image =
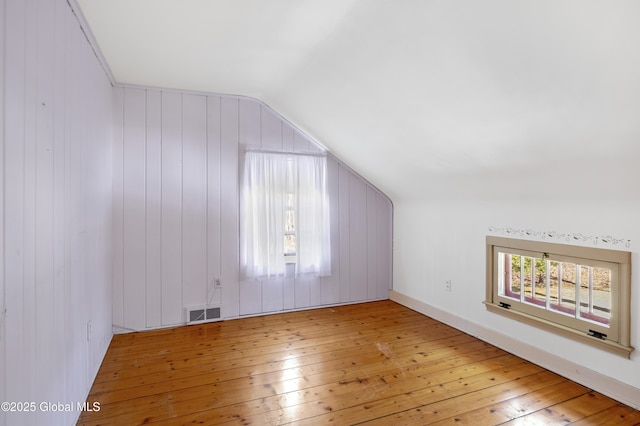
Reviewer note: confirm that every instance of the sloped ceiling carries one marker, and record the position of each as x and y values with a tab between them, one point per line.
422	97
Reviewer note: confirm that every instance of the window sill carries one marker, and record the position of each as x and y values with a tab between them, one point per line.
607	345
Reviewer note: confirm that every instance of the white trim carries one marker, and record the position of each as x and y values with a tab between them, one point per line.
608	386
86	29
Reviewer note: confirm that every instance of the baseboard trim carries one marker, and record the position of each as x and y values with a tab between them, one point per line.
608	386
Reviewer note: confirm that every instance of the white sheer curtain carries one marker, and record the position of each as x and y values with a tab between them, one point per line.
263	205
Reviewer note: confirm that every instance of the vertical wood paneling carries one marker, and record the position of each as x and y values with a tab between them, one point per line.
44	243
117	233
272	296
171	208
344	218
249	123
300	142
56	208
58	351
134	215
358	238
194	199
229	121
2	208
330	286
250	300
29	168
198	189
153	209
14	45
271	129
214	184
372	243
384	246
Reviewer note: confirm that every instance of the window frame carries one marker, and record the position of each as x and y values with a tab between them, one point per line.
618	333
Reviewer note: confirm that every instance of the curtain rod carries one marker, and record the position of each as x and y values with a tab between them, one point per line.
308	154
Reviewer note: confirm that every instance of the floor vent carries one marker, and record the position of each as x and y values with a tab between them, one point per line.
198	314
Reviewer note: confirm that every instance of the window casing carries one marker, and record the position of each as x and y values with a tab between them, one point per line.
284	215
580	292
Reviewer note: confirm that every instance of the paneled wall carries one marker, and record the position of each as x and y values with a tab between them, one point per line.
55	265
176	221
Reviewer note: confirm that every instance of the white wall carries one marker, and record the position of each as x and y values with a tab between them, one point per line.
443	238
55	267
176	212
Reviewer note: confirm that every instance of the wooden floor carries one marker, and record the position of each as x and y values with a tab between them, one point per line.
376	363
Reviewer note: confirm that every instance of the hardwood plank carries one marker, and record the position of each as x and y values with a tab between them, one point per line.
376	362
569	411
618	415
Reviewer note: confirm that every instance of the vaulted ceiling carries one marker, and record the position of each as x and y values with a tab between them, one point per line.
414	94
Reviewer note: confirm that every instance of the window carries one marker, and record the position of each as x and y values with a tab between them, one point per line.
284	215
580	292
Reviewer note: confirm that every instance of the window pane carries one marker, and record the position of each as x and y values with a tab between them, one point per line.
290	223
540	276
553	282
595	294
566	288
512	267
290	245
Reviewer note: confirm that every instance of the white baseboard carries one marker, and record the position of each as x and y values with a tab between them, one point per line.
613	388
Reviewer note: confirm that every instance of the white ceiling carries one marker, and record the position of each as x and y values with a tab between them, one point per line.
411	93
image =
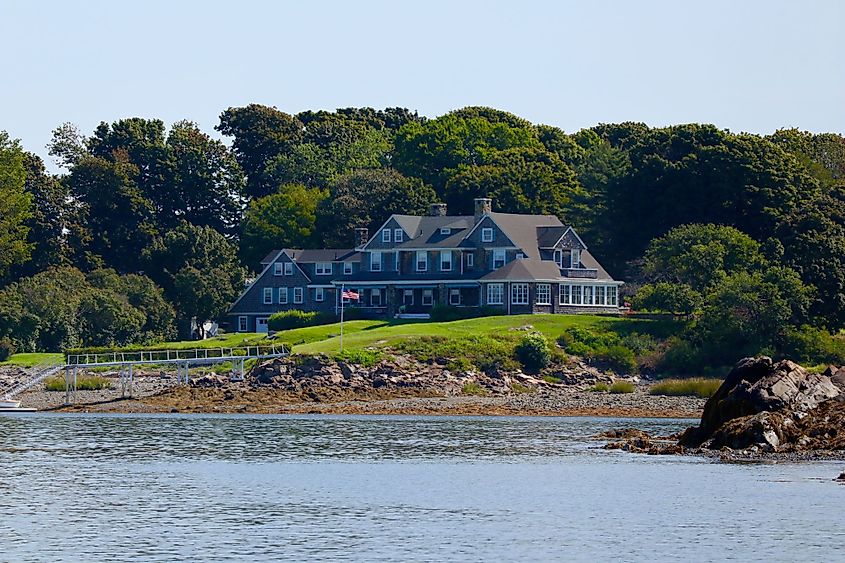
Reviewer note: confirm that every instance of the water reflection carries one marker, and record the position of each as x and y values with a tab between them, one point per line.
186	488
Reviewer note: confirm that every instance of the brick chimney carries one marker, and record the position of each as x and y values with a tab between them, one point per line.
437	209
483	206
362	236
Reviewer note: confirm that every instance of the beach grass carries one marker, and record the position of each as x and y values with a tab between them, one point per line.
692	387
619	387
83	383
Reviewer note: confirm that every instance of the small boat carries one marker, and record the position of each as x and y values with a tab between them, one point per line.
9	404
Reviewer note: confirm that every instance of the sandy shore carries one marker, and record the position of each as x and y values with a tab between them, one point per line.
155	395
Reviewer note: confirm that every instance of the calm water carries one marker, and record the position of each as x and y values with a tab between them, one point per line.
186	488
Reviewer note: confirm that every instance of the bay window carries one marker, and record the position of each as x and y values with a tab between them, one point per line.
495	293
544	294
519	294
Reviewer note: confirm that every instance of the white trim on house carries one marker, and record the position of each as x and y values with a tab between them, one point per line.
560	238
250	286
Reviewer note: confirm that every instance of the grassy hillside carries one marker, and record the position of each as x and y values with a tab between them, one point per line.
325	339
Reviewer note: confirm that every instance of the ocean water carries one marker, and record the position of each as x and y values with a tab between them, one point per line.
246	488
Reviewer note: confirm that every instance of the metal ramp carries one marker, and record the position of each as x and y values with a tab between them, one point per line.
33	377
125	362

######

— About this task —
Give back all of the material exactly, though without the images it contains.

— Your response —
image =
Reviewer note: confirm that every instance of the sloped ceiling carries one marker, and record the position of each as x and y values with a tab between them, one point per line.
422	97
Reviewer note: confirm that every instance of the window sill carries one marker, and record the position of each as x and y values with a tab between them, one point per line.
607	345
Reviewer note: confirm that every instance of the white trim carries one marker, and record the position of each as x and y values with a tab between them, one point per line.
608	386
86	29
Reviewer note: confirm that every instance of the baseboard trim carries one marker, and record the position of each as x and y values with a tab between them, one point per line.
608	386
Reviewer note: confirm that every instance of the white sheer curtain carries one marker, and record the position of each as x and y values with a tab between them, one point per line.
263	205
Reviewer note: confirm that every instance of the vertical wood paneling carries one marker, and record the position of each as x and y values with a tab between them, one point per line.
44	243
117	233
272	296
171	208
344	218
249	123
300	142
56	208
58	351
134	215
358	238
194	199
229	121
2	208
330	286
250	300
29	168
198	189
153	209
14	45
271	129
214	184
372	243
384	246
Reviewer note: confirm that every instance of the window frame carries one marker, and record the position of each as x and y values with a tab between them, one point per line.
618	333
Reviewer note: confirm that every instance of the curtain rod carries one marker, and record the position of each as x and y values with a tab between them, one point per line.
308	154
Reviewer note: confirm that every instance of the floor vent carries one marker, and record the position of each as x and y values with a tab between them, one point per line.
198	314
Reviewer note: confirm that every instance of the window casing carries one marker, and record the position of each as x and y values with a tab between them, one point per line.
284	215
580	292
Reviewer note: confirm that every instance of the paneled wall carries one marker, and record the position of each as x and y values with a tab between them, one point per line.
55	265
176	221
Reviewer note: confirm that every instance of the white wall carries one marker, and record the position of each as x and y values with a tab between them, one point per line.
443	238
55	267
176	212
Reviewer note: confirm that every instance of the wooden floor carries one marker, and record the position of each as x and y values with a tab between them, one point per line.
376	363
Reviewer note: confirm that every instance of the hardwood plank carries one marker, and record the position of each as x and y values with a tab between them, one point per line.
376	362
569	411
618	415
Reviewer note: confirm that every instance of the vaulted ceiling carries one marker, and record the position of each as x and y values with a tab between them, one point per line.
414	94
Reviewer note: confirm that every instance of the window carries one marker, and record the position of each as x and y values with a tab between them, one point per line.
284	215
580	292
Reviewer note: confirm that every instance of the window pane carries one marker, and record the position of each as x and y values with a tab between them, one point per line.
290	223
540	276
553	282
595	294
566	288
512	267
290	245
Reviewer note: confirm that every instance of the white baseboard carries one marker, and record the position of each as x and y values with a tab between them, one point per line.
613	388
Reviewer note: confirm that every instance of the white ceiling carries one marker, and record the position of each as x and y values with a tab between them, one point per line.
411	93
image =
Reviewer note: confirm that every instance of the water reflection carries one marker, and record the position of each as x and y values with a tab between them, one point per line.
186	488
Reviewer note: confirm that every instance of the brick chimney carries one marker, and record the position of each as x and y values with a tab between them, one point per line.
437	209
483	206
362	236
Reviewer note: confirm that every instance of the beach grass carries one marker, and record the position of each as x and y values with a tab between them, one point per line.
692	387
619	387
83	383
Reviewer note: confirm that every instance of the small boat carries one marker, and record the position of each as x and y values with a tab between them, one point per line.
9	404
Reviewer note: confirm that every instance of the sandy shore carries one marker, and record the position of each as x and y values with a tab between them, one point per line.
155	395
Reviewer note: confirm that every instance of the calm water carries one marker, and record the position of each as x and y values with a tab between them, one point per line.
186	488
Reviewer note: confirm that every instance of the bay window carries one marker, and record the position of each as x and y values with a tab between them, one point per line.
495	293
544	294
519	294
Reviewer note: confirm that every instance of the white trim on house carries one marker, and record the position of each as x and y values with a tab between them, one point per line.
560	238
250	286
Reviewer note: confirm that every instance of the grassy hillside carries one marker, and record the position of each as x and y values with a tab between them, one point per line.
325	339
Reviewer note: confirm that every instance of the ocean water carries one marker, and record the position of each as x and y values with a tab between them, one point per line.
246	488
Reviewer note: confirm that every instance of the metal ramp carries one marker, and record the position of each as x and y values with a tab between them, one point per line.
33	377
125	362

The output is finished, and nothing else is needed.